* _Exercise goal_:
Copy the items from the first one through the line with "(1067, 553)", changing every "pin" to "marker" and keeping everything else the same.

* _The records_:
## start

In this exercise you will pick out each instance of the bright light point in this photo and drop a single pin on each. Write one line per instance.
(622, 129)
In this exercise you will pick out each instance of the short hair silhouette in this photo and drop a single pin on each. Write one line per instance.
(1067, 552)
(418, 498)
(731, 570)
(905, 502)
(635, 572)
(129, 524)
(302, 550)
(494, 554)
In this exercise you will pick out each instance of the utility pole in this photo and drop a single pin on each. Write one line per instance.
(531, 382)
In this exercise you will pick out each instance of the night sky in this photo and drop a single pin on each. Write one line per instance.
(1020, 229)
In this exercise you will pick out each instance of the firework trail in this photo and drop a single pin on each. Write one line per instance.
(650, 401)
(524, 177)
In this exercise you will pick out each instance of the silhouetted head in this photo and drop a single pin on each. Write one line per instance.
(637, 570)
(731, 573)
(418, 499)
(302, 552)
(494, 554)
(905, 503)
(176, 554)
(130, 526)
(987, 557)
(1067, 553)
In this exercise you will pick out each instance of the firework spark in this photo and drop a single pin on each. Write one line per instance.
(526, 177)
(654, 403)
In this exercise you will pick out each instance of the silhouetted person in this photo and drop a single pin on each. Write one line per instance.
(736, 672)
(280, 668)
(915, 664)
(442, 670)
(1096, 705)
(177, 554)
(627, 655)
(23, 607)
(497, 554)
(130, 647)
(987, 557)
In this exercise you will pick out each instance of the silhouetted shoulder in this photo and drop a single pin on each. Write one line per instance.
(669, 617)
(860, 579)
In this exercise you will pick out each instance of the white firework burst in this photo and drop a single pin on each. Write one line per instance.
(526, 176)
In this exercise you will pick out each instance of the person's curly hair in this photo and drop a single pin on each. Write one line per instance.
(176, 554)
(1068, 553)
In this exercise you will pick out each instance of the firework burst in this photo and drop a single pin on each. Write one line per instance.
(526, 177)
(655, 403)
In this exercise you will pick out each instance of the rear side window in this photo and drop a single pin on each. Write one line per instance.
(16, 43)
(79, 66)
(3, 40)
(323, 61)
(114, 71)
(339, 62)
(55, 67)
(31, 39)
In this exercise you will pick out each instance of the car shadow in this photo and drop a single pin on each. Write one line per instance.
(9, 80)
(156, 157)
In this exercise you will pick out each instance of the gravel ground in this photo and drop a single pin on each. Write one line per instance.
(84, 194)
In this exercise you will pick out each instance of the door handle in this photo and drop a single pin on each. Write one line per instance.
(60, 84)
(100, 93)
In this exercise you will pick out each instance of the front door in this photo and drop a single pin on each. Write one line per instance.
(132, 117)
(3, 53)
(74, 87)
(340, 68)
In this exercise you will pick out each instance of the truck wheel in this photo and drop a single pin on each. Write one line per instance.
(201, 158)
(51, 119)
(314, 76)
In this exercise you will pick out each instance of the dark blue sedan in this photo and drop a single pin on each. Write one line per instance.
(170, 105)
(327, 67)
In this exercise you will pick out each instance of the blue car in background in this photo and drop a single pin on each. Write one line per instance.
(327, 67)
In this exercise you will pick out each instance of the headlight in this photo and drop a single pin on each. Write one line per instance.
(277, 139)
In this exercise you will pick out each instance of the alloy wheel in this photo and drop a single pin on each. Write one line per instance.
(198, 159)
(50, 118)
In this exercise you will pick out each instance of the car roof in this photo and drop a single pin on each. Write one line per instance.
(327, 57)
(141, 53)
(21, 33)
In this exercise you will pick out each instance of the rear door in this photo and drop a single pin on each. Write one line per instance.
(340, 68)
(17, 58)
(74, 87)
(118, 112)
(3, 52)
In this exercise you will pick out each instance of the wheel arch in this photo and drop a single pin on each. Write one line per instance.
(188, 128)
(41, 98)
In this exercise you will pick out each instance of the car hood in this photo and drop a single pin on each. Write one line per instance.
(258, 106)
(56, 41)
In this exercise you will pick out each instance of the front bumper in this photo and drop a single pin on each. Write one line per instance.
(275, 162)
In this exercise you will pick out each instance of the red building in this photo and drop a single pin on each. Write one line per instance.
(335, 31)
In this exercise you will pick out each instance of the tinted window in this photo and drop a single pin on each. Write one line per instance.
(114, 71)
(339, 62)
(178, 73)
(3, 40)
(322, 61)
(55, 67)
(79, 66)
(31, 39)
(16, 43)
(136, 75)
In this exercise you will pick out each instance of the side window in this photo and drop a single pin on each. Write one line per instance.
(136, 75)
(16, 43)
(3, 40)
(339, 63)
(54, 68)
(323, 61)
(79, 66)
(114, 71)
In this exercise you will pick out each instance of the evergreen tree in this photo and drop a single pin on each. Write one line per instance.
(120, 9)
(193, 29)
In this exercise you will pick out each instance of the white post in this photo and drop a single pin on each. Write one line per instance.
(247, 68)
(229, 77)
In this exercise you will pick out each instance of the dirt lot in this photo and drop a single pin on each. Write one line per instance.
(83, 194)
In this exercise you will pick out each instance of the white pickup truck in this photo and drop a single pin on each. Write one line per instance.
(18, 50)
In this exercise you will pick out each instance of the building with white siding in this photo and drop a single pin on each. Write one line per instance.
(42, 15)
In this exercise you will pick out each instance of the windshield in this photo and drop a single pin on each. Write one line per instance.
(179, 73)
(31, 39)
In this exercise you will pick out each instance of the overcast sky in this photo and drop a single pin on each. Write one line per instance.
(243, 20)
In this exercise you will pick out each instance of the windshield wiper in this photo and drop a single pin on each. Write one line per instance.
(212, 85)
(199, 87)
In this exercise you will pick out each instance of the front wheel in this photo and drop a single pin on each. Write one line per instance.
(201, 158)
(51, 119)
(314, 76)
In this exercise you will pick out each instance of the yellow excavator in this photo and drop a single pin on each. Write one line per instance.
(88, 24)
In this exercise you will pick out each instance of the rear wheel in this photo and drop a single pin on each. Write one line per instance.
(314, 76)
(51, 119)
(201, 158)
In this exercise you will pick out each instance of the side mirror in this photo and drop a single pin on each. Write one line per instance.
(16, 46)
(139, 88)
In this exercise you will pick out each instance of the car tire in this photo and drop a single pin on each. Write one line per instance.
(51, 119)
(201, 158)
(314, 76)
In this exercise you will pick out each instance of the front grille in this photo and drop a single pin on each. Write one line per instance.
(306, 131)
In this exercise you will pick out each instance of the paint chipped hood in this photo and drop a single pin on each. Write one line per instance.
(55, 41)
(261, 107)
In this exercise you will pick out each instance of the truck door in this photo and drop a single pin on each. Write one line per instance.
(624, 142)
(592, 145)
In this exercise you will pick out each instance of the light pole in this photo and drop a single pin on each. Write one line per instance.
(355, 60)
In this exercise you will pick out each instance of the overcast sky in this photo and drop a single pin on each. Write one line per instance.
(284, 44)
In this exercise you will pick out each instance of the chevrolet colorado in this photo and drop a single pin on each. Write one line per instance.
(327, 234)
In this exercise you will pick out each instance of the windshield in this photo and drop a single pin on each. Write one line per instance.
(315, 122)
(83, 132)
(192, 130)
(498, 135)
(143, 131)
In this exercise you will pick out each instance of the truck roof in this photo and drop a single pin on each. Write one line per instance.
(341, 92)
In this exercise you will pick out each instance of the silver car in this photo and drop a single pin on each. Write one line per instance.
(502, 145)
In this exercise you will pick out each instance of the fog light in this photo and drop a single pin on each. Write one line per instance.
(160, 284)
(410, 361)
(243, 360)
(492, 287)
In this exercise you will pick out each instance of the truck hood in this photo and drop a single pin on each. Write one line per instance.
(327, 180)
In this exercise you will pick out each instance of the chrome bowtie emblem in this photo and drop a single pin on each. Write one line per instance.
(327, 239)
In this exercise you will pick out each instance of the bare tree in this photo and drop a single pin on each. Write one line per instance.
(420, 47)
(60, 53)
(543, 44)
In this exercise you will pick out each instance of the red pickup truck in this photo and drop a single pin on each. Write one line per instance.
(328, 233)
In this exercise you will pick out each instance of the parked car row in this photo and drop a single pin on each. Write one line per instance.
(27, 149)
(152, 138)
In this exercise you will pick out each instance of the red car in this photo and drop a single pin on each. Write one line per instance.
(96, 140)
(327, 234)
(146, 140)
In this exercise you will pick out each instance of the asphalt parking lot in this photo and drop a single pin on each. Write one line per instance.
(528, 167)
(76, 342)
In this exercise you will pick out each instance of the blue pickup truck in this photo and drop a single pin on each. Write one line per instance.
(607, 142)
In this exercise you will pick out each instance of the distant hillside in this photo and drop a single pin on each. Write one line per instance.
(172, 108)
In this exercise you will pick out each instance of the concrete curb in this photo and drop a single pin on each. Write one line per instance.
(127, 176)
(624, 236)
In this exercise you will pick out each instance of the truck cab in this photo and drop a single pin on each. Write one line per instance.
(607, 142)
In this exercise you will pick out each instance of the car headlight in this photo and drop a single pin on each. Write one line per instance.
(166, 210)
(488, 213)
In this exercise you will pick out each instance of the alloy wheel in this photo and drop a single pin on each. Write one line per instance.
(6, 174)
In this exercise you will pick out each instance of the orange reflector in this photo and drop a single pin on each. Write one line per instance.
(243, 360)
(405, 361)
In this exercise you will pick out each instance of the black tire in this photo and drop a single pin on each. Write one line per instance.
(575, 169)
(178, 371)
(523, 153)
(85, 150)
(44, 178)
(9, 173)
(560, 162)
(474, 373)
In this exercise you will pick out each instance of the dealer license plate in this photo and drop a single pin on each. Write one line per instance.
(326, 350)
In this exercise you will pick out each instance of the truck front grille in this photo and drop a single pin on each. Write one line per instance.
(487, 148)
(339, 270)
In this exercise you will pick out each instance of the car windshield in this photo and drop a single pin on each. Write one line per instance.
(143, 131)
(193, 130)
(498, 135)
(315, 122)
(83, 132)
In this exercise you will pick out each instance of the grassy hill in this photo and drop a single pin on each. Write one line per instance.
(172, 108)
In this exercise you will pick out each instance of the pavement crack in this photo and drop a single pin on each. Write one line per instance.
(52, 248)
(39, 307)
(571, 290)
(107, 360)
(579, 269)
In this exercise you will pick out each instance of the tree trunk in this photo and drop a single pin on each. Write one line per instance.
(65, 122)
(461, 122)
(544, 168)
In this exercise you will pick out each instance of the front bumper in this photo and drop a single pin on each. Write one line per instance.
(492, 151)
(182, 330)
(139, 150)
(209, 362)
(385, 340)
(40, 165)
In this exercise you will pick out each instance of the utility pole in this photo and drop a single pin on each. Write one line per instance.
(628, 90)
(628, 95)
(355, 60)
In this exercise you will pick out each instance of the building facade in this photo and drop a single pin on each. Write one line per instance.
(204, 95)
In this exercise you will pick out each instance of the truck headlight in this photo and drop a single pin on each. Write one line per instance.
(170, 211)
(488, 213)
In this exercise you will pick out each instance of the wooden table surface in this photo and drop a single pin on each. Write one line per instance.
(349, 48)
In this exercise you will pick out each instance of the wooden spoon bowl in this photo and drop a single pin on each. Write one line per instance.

## end

* _Solution for this task_:
In this exercise you will pick out each instance of the bright light point in this photo and drop a single marker on each. Write one line per instance.
(622, 129)
In this exercise you will pick out each instance of the short hair silhouette in this photo and drop a single marker on each. Write one line per instance.
(1067, 552)
(418, 498)
(731, 570)
(905, 502)
(635, 572)
(129, 524)
(302, 550)
(494, 554)
In this exercise you will pick out each instance of the utility pole in this photo and drop a single marker on each. Write one line per instance.
(531, 382)
In this exercise you will pick out each instance of the night sky in this photo and drop a single marker on each. Write one line per instance.
(1020, 229)
In this exercise you will pick out each instance of the firework trail in this photo and drop a single marker on each. Write one line per instance.
(650, 401)
(524, 177)
In this exercise you will pick out each instance of the silhouetted head in this photo and drop a single marker on each. Write one line per instance.
(637, 570)
(731, 573)
(418, 499)
(302, 552)
(494, 554)
(905, 503)
(176, 554)
(130, 526)
(987, 557)
(1067, 553)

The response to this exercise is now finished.